BEGIN RECORDS

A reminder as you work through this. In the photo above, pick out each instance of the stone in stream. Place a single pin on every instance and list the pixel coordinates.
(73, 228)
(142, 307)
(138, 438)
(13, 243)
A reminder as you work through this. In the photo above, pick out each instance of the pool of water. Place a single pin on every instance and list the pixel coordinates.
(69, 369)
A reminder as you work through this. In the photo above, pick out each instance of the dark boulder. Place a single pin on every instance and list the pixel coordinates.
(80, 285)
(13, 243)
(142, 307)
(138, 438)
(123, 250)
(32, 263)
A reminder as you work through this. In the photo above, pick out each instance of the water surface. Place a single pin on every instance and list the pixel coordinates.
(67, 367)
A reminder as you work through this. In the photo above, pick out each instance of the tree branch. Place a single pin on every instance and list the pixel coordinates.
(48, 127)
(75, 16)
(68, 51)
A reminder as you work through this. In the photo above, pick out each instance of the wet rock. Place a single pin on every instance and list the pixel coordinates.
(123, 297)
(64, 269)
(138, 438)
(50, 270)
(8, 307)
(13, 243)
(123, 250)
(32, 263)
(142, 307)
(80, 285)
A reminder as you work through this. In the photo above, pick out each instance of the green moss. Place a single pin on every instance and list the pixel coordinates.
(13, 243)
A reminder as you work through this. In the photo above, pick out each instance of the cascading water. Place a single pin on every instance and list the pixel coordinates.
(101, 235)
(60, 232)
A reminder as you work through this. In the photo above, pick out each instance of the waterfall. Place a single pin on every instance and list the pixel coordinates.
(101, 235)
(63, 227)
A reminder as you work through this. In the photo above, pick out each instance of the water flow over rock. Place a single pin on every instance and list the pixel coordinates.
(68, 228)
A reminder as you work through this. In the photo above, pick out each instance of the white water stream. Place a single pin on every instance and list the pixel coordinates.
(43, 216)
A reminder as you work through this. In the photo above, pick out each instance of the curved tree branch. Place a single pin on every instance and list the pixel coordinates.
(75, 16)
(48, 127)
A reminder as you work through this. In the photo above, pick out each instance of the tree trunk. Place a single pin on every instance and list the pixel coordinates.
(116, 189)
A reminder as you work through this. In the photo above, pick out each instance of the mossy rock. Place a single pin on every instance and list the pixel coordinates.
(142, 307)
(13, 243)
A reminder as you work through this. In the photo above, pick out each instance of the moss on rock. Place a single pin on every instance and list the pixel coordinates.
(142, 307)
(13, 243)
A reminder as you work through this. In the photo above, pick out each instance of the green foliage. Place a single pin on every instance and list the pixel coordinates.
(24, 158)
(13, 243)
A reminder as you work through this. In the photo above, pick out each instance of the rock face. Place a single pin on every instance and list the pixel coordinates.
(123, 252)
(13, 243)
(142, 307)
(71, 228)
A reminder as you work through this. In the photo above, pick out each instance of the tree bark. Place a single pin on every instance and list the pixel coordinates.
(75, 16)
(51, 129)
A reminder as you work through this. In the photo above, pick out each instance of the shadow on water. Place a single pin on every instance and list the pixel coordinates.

END RECORDS

== WHAT THE EXERCISE ASKS ==
In everything from the line containing "the tree trunk." down to the last line, change "pixel coordinates" to "image coordinates" and write out only those lines again, leaving all else as it is.

== OUTPUT FOR THIS TASK ==
A reminder as you work through this. In the photo above, pick out each instance of the tree trunk. Place a single pin on every instance and list the image coordinates.
(116, 189)
A reminder as you work through this. In the photo above, pick out each instance of the mossy rock. Place a single pin on every instance and list the image coordinates.
(142, 307)
(13, 243)
A reminder as you work through this. In the photo above, pick out each instance of the moss on rock. Place a single pin on every instance and list the image coordinates.
(142, 307)
(13, 243)
A reminder as you work through this. In the photo above, pick out each instance of the green foliage. Place a single pin on every instance and list the image coordinates.
(24, 158)
(13, 243)
A reminder as you work through this. In the photo above, pick out each instance of the rock face. Place a single pin on every instance and list the image coordinates.
(123, 252)
(13, 243)
(142, 307)
(71, 228)
A reminder as you work through this. In the photo above, pick out each instance of the tree bark. Place a single pin on every instance and list the image coordinates.
(75, 16)
(51, 129)
A reminder as you work through this. In the photo above, pick out each instance of the shadow on water. Place a single pin on every instance and list the image coordinates.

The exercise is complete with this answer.